● **Given text**
SOL was eager to chat to Swedish Designer Jesper Eriksson after viewing his aesthetically alluring and thought-provoking exhibition Coal: Post-Fuel which was presented at Somerset House during the 2018 London Design Biennale.
Jesper spoke to us about his view on aesthetics, his design approach and how a well-designed cast iron pan perfectly sums him up!
Did you always know you would end up in the creative industry?
I don’t think so. Today, looking back it all comes together and makes sense – I can’t see how it could have gone any other way. I remember being sensitive to shapes and materials as a kid. Later I thought I didn’t have what takes to be a creative. It still a challenge every day – and I suppose that’s also part of the fun.
As an Artist aesthetics plays a vital role- what does it mean to you on both a professional and personal level?
To me aesthetics is mainly a means of communication. The aesthetics of the outcome of a project (be it visual, tactile etc) are a vehicle for the idea I’d like to communicate. I’m trained as a product designer, so the aesthetics I use often calls to known details of the surroundings of everyday life. In this way, the outcome has some elements of recognisability which I believe eases the process of communicating. These elements, become a gentle hand of some sort that guides the observer to new, unknown more exciting places. On a personal level, when confronted with aesthetics done right (from nature or man made), it carries / communicates emotions to me. Landscapes, a beautifully plated dish, architecture, contrasts, smells, a perfectly framed shot in a film etc.

● **Excerpted records**
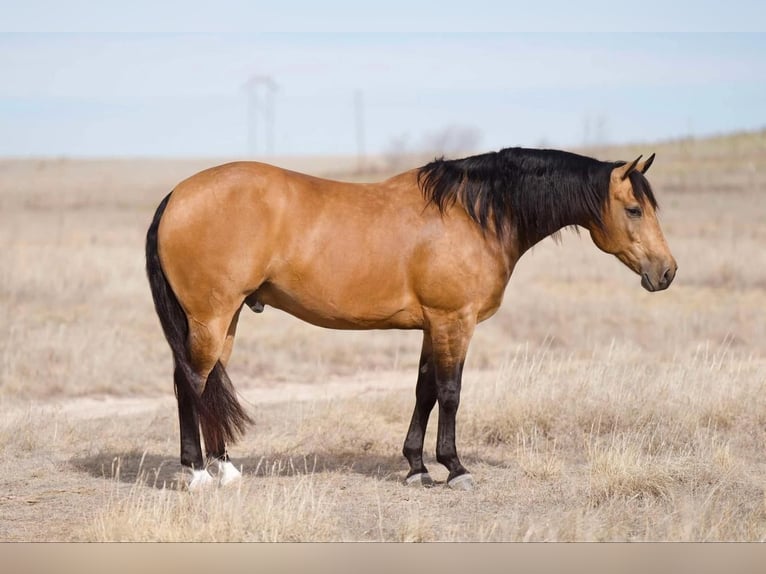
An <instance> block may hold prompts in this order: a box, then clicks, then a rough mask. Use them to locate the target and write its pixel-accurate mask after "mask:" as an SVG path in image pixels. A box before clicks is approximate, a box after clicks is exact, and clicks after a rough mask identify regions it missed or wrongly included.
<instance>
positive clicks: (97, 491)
mask: <svg viewBox="0 0 766 574" xmlns="http://www.w3.org/2000/svg"><path fill="white" fill-rule="evenodd" d="M654 149H655V150H656V151H657V152H658V160H657V162H656V164H655V166H654V167H653V168H652V172H651V174H650V179H651V181H652V185H653V187H654V188H655V190H656V191H657V195H658V197H659V199H660V202H661V204H662V211H661V212H660V215H661V219H662V225H663V229H664V230H665V233H666V236H667V239H668V243H669V245H670V246H671V248H672V250H673V252H674V255H675V256H676V258H677V260H678V262H679V265H680V271H679V274H678V277H677V279H676V281H675V283H674V285H673V286H672V287H671V289H669V290H667V291H665V292H662V293H657V294H649V293H646V292H644V291H643V290H642V289H641V288H640V287H639V286H638V279H637V278H636V277H635V276H634V275H633V274H631V273H630V272H629V271H627V270H625V269H624V268H623V267H622V266H621V265H620V264H619V263H617V262H615V261H614V260H613V259H612V258H609V257H605V256H604V255H603V254H602V253H600V252H599V251H598V250H597V249H595V248H594V247H593V246H592V245H591V241H590V239H589V238H588V237H587V234H582V235H580V236H577V235H575V234H570V233H565V234H564V237H563V241H562V242H561V244H560V245H558V244H555V243H554V242H552V241H543V242H541V243H540V244H539V245H538V246H537V247H535V249H534V250H533V251H532V253H530V254H528V255H526V256H525V257H523V258H522V260H521V261H520V262H519V264H518V266H517V268H516V270H515V271H514V275H513V278H512V279H511V282H510V285H509V286H508V289H507V292H506V298H505V304H504V305H503V307H502V309H501V310H500V311H499V312H498V313H497V315H496V316H495V317H493V318H492V319H491V320H489V321H487V322H486V323H484V324H482V325H480V326H479V327H478V328H477V330H476V333H475V336H474V339H473V342H472V345H471V348H470V350H469V355H468V360H467V362H466V368H465V374H464V385H463V396H462V401H461V407H460V412H459V414H458V447H459V449H460V453H461V458H462V460H463V462H464V463H465V464H466V466H467V467H468V468H469V469H470V470H471V472H472V474H473V475H474V477H475V479H476V480H477V483H478V488H477V489H476V491H474V492H470V493H464V492H453V491H451V490H449V489H447V488H446V487H445V486H444V481H445V480H446V474H447V473H446V470H445V469H444V468H443V467H441V466H440V465H439V464H438V463H436V461H435V460H434V458H435V457H434V444H435V435H436V412H434V415H433V416H432V421H431V424H430V425H429V432H428V434H427V436H426V452H425V459H426V461H425V462H426V464H427V465H428V466H429V470H430V471H431V474H432V476H433V477H434V479H435V480H436V481H437V486H436V487H435V488H432V489H413V488H408V487H406V486H404V485H403V484H402V479H403V477H404V475H405V473H406V470H407V465H406V462H405V461H404V459H403V457H402V456H401V454H400V453H401V447H402V442H403V440H404V435H405V433H406V430H407V426H408V423H409V418H410V415H411V413H412V407H413V404H414V386H415V378H416V371H417V363H418V351H419V348H420V342H421V336H420V334H419V333H416V332H396V331H390V332H334V331H327V330H321V329H318V328H315V327H311V326H309V325H306V324H305V323H301V322H300V321H298V320H296V319H293V318H291V317H288V316H286V315H284V314H282V313H279V312H276V311H274V310H272V309H267V311H266V312H265V313H262V314H259V315H255V314H250V313H247V312H246V313H244V314H243V316H242V318H241V321H240V327H239V330H238V336H237V342H236V345H235V350H234V355H233V357H232V361H231V364H230V367H231V368H230V372H231V375H232V380H233V381H234V384H235V385H236V387H237V389H238V390H239V391H241V392H242V394H243V395H244V397H245V398H246V403H247V405H248V408H249V409H251V411H252V412H253V415H254V418H255V420H256V425H255V428H253V429H251V431H250V432H249V433H248V435H247V436H246V437H245V438H244V440H243V441H242V442H241V443H240V444H238V445H236V446H234V447H232V448H231V449H230V450H231V452H230V454H231V456H232V458H233V460H234V462H235V463H236V464H237V465H242V467H243V469H244V478H243V480H242V482H241V483H240V484H239V485H238V486H237V487H235V488H227V489H213V490H210V491H206V492H201V493H189V492H185V491H183V490H181V489H178V488H177V480H178V478H177V474H178V472H179V470H180V465H179V462H178V444H177V441H178V436H177V433H178V430H177V424H178V423H177V420H176V411H175V404H174V400H173V396H172V380H171V369H172V365H171V358H170V354H169V351H168V349H167V345H166V344H165V341H164V340H163V338H162V334H161V331H160V328H159V324H158V321H157V319H156V316H155V314H154V310H153V308H152V302H151V298H150V295H149V291H148V287H147V284H146V278H145V271H144V261H143V241H144V234H145V231H146V227H147V225H148V223H149V221H150V219H151V216H152V213H153V210H154V208H155V207H156V204H157V203H158V202H159V200H160V198H161V197H163V196H164V195H165V193H166V192H167V190H168V189H171V188H172V186H173V185H174V184H175V183H176V182H177V181H179V180H180V179H182V178H184V177H186V176H188V175H190V174H191V173H193V172H194V171H195V170H197V169H199V168H202V167H206V166H207V165H206V164H208V163H210V162H170V161H168V162H165V161H156V162H152V161H142V162H138V160H136V161H69V160H60V161H58V160H57V161H42V160H41V161H15V160H7V161H0V206H1V207H2V209H0V306H2V308H3V310H4V312H5V315H4V320H3V322H2V324H0V350H1V351H0V463H2V464H3V468H4V475H3V492H0V533H2V538H3V540H27V541H41V540H63V541H66V540H178V541H201V540H231V541H236V540H253V541H255V540H258V541H295V540H312V541H324V540H352V541H358V540H360V541H381V540H383V541H434V540H439V541H449V540H455V541H549V540H560V541H583V540H589V541H600V540H609V541H616V540H631V541H633V540H635V541H643V540H675V541H698V540H699V541H707V540H711V541H713V540H715V541H723V540H732V541H734V540H736V541H746V540H747V541H749V540H753V541H755V540H759V541H762V540H764V539H766V495H765V494H764V492H765V488H766V484H765V483H764V481H763V476H764V475H765V474H766V463H765V462H764V455H763V445H764V443H766V393H764V381H766V250H764V249H763V245H764V242H765V241H766V220H764V218H763V215H762V212H761V211H759V210H758V209H754V208H753V206H755V205H760V202H761V196H762V192H763V190H764V189H765V188H766V178H764V174H766V154H764V150H766V132H759V133H754V134H740V135H735V136H731V137H725V138H713V139H710V140H700V141H679V142H670V143H667V144H662V145H658V146H655V148H654ZM592 151H593V152H594V153H596V155H598V156H599V157H602V158H605V159H607V158H608V159H626V158H630V157H635V156H636V155H638V153H647V151H646V149H645V146H643V147H642V149H640V150H639V149H636V148H634V147H630V146H627V147H622V148H618V149H609V150H592ZM289 167H291V168H296V169H299V170H301V169H302V168H303V169H305V170H307V171H309V172H311V173H320V174H321V173H322V171H323V169H322V168H320V167H319V166H318V165H317V164H316V162H315V163H313V164H312V165H305V166H301V165H291V166H289ZM330 169H331V168H330V167H329V166H328V167H327V168H326V169H325V171H329V170H330ZM384 176H385V174H376V175H375V176H374V179H377V178H379V177H384ZM354 177H357V176H354ZM371 178H373V177H371Z"/></svg>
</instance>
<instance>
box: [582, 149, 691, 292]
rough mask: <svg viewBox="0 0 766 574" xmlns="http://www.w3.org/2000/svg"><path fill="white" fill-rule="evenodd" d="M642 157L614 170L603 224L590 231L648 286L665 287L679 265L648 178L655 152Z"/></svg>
mask: <svg viewBox="0 0 766 574" xmlns="http://www.w3.org/2000/svg"><path fill="white" fill-rule="evenodd" d="M640 160H641V156H639V157H638V159H636V160H635V161H634V162H633V163H630V164H628V163H626V164H624V165H619V166H617V167H615V168H614V169H613V170H612V174H611V177H610V180H609V199H608V201H607V202H606V203H605V204H604V211H603V226H597V225H595V226H591V228H590V234H591V237H592V238H593V242H594V243H595V244H596V245H597V246H598V248H599V249H601V250H602V251H605V252H606V253H611V254H613V255H615V256H616V257H617V258H618V259H619V260H620V261H622V262H623V263H624V264H625V265H627V266H628V267H629V268H630V269H632V270H633V271H635V272H636V273H638V274H639V275H640V276H641V285H642V286H643V287H644V289H646V290H647V291H661V290H663V289H667V288H668V286H669V285H670V283H671V282H672V281H673V278H674V277H675V275H676V269H678V265H677V264H676V260H675V259H674V258H673V256H672V255H671V253H670V249H669V248H668V244H667V242H666V241H665V236H664V235H663V234H662V229H660V223H659V221H658V220H657V212H656V208H657V204H656V201H655V199H654V195H653V194H652V191H651V188H650V187H649V182H647V181H646V178H644V173H646V171H647V170H648V169H649V166H651V165H652V161H654V154H652V155H651V156H650V157H649V158H648V159H647V160H646V161H643V162H642V161H640Z"/></svg>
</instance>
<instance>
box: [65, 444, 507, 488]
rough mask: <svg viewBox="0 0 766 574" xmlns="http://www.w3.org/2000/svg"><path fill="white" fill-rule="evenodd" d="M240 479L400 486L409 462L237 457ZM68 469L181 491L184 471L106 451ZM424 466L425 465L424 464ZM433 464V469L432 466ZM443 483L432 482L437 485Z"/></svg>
mask: <svg viewBox="0 0 766 574" xmlns="http://www.w3.org/2000/svg"><path fill="white" fill-rule="evenodd" d="M232 462H234V463H235V464H236V466H237V467H239V468H241V469H242V473H243V475H244V476H250V477H269V476H301V475H308V474H316V473H324V472H342V473H351V474H360V475H363V476H368V477H370V478H375V479H378V480H385V481H391V482H402V481H403V480H404V477H405V475H406V473H407V463H406V461H405V460H404V458H403V457H402V456H394V455H380V454H375V453H368V452H356V451H354V452H351V451H345V452H332V453H329V452H310V453H305V454H304V453H272V454H270V455H268V456H262V457H237V458H236V459H233V461H232ZM465 462H466V463H467V466H468V467H469V468H470V466H471V465H472V464H474V463H477V462H481V463H482V464H487V465H490V466H497V467H502V466H507V464H506V463H505V462H501V461H494V460H488V459H485V458H482V459H473V458H472V457H466V459H465ZM69 464H70V465H71V466H72V467H73V468H74V469H76V470H78V471H80V472H85V473H88V474H90V475H91V476H95V477H98V478H106V479H110V480H116V481H119V482H121V483H128V484H143V485H145V486H149V487H154V488H158V489H162V488H179V485H181V484H182V483H183V480H182V479H183V478H184V475H183V469H182V467H181V464H180V462H179V461H178V458H170V457H168V456H162V455H157V454H152V453H149V452H141V451H137V450H132V451H127V452H117V451H104V452H101V453H98V454H96V455H92V456H86V457H79V458H72V459H70V460H69ZM426 464H428V462H427V463H426ZM436 464H438V463H436V462H435V461H434V462H432V463H431V465H432V466H433V465H436ZM441 482H442V481H438V480H437V481H436V484H437V485H438V484H440V483H441Z"/></svg>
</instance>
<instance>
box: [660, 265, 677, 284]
mask: <svg viewBox="0 0 766 574" xmlns="http://www.w3.org/2000/svg"><path fill="white" fill-rule="evenodd" d="M674 276H675V271H674V270H673V269H672V268H671V267H666V268H665V271H663V273H662V278H661V279H660V284H661V285H662V286H663V287H667V286H668V285H670V282H671V281H673V277H674Z"/></svg>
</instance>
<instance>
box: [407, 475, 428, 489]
mask: <svg viewBox="0 0 766 574" xmlns="http://www.w3.org/2000/svg"><path fill="white" fill-rule="evenodd" d="M404 483H405V484H406V485H407V486H422V487H425V488H431V487H432V486H433V485H434V481H433V479H432V478H431V475H430V474H428V473H427V472H419V473H418V474H413V475H412V476H408V477H407V478H406V479H405V480H404Z"/></svg>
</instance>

● **Task description**
Please continue the interview with designer Jesper Eriksson above, picking up right after its final sentence.

● **Solved exercise**
What do you think is the relationship between aesthetics and design when creating? How does this play out in your own work?
Furthering my previous answer - To me, aesthetics are ultimately a means of communication. Being trained as a designer, aesthetics is relevant when designing everyday objects, interiors, tools etc. It’s closely related to semantics and helps the viewer/user/observer navigate and understand the surroundings.
Today I use aesthetics in a slightly different manner. The outcome of my project I put out operates on various levels, from the most simple visceral level (appearance, feel etc) to the more complex reflective level (novel ideas and concepts, self reflection, questioning a status etc). My work carries these more complex new ideas and concepts, provoking or disrupting a status. For me to communicate that to the viewer in an installation for instance I use aesthetics to ‘lure’ them in. Get them excited, and gradually take them deeper in more complex levels of my reasoning behind the work. To me that means to have a certain of boldness but also have elements of recognisability - shapes and functions people can easily relate to and understand. If you throw a complex question to someone without any background or introduction, they are most likely to dismiss it not knowing how to handle it or what to do with it. The true impact will hit the viewer when landing on that reflective level, having travelled these layers, and starting to grasp the relevance of the work, its ideas and concepts.
You have studied in Sweden and the Uk. What is the difference in Design approach and style between these two and how has this effected your work?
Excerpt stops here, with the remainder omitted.